WORK REQUEST:
Set down the entries once more, exactly as given.
-*-
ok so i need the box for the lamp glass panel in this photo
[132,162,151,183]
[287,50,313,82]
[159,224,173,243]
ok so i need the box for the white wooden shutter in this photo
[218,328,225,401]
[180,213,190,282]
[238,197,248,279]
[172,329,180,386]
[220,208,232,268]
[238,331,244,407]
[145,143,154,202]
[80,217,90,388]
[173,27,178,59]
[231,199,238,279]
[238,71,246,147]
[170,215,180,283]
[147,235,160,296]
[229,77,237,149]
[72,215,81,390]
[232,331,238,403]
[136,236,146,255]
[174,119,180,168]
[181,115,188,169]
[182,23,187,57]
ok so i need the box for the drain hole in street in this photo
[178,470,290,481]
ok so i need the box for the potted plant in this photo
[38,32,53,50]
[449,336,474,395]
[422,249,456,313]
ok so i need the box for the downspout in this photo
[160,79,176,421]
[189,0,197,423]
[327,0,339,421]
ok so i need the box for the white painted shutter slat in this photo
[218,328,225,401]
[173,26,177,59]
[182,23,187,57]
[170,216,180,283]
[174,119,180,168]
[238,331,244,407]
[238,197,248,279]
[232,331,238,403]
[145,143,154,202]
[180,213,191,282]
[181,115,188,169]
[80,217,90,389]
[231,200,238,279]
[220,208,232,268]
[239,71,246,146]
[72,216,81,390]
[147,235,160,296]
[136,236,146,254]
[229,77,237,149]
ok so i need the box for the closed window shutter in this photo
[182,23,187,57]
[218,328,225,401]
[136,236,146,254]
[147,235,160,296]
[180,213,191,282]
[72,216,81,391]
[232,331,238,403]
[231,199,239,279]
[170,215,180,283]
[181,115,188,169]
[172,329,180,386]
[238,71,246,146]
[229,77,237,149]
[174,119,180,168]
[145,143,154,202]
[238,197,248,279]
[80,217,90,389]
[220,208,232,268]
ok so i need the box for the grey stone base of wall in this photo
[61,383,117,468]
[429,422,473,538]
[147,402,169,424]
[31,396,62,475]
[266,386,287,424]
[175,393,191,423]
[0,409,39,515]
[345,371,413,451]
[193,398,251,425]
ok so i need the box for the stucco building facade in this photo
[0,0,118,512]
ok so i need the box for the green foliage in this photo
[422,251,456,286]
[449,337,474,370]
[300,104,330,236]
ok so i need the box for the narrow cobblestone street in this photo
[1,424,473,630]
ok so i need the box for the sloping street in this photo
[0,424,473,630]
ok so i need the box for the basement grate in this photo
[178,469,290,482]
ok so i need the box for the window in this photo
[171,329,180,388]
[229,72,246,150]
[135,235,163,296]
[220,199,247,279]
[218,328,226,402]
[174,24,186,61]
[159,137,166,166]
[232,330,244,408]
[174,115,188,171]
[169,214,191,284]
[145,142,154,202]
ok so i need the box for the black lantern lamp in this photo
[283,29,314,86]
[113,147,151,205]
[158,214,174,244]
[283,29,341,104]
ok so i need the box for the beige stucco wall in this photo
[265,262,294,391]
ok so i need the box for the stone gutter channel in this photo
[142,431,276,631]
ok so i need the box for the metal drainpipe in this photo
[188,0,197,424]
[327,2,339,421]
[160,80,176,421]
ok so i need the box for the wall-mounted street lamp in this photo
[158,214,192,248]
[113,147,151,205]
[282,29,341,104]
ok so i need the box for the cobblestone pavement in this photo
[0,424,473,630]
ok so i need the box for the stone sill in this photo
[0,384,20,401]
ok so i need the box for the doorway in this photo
-*-
SOLUTION TO THIS PROBLEM:
ok so i need the box for the lamp glass panel in this photo
[132,162,151,183]
[287,50,313,82]
[159,224,173,243]
ok so i need the box for the white wooden shutter in this photo
[218,328,225,401]
[180,213,190,282]
[238,197,248,279]
[172,329,180,386]
[220,208,232,268]
[238,331,244,407]
[145,143,154,202]
[80,217,90,388]
[173,27,178,59]
[231,199,238,279]
[238,71,246,147]
[170,215,180,283]
[147,235,160,296]
[229,77,237,149]
[72,215,81,390]
[232,331,238,403]
[136,236,146,255]
[174,119,180,168]
[181,115,188,169]
[182,23,187,57]
ok so i need the box for the drain hole in street in this photo
[178,470,290,481]
ok so i need the box for the potted plant in this photo
[38,32,53,50]
[449,336,474,395]
[422,249,456,313]
ok so i need the box for the downspout in this photo
[160,79,176,421]
[189,0,197,423]
[327,0,339,421]
ok so i need the box for the white painted shutter slat in this photo
[218,328,225,401]
[173,26,177,59]
[182,23,187,57]
[170,216,180,283]
[174,119,180,168]
[238,331,244,407]
[238,197,248,279]
[232,331,238,403]
[145,143,154,202]
[180,213,191,282]
[181,115,188,169]
[80,217,90,389]
[231,200,238,279]
[220,208,232,268]
[239,71,246,146]
[72,216,81,390]
[147,235,160,296]
[136,236,146,254]
[229,77,237,149]
ok so i need the box for the closed window shutter in this photo
[182,23,187,57]
[218,328,225,401]
[136,236,146,254]
[147,235,160,296]
[180,213,191,282]
[72,216,81,391]
[232,331,238,403]
[231,199,239,279]
[170,215,180,283]
[181,115,188,169]
[172,329,180,386]
[238,71,246,146]
[229,77,237,149]
[174,119,180,168]
[145,143,154,202]
[238,197,248,279]
[80,217,90,389]
[220,208,232,268]
ok so i need the box for the grey stone base of wall in this photo
[61,383,117,468]
[429,422,473,538]
[147,402,169,424]
[31,396,62,475]
[266,386,287,424]
[175,393,191,423]
[0,409,39,515]
[345,371,413,451]
[193,398,251,425]
ok so i need the box for the stucco building facade in this photo
[0,0,118,512]
ok so i need the box for the green foliage in this photo
[422,251,456,286]
[449,337,474,370]
[300,104,330,236]
ok so i need the box for the narrow cobblestone street in this photo
[1,424,473,630]
ok so i need the box for the sloping street in this photo
[0,424,473,630]
ok so i need the box for the basement grate in this photo
[178,469,290,482]
ok so i need the box for the window in this photo
[171,329,180,388]
[229,72,246,150]
[135,235,163,296]
[220,199,247,279]
[218,328,226,402]
[174,24,186,61]
[159,137,166,166]
[232,330,244,408]
[174,115,188,171]
[169,214,191,284]
[145,142,154,202]
ok so i need the box for the black lantern lamp in this photo
[283,29,314,86]
[113,147,151,205]
[158,214,174,244]
[283,29,341,104]
ok so i need the box for the beige stucco wall in this photo
[265,262,294,391]
ok so i need the box for the stone gutter channel in this photo
[142,431,276,631]
ok so i need the box for the metal drainpipe in this photo
[188,0,197,424]
[327,2,339,421]
[160,80,176,421]
ok so i need the box for the wall-mounted street lamp in this photo
[158,214,192,248]
[113,147,151,205]
[282,29,341,104]
ok so i need the box for the cobblestone pavement in this photo
[0,424,473,630]
ok so i need the box for the stone sill in this photo
[0,384,20,401]
ok so i need the box for the doorway in this photo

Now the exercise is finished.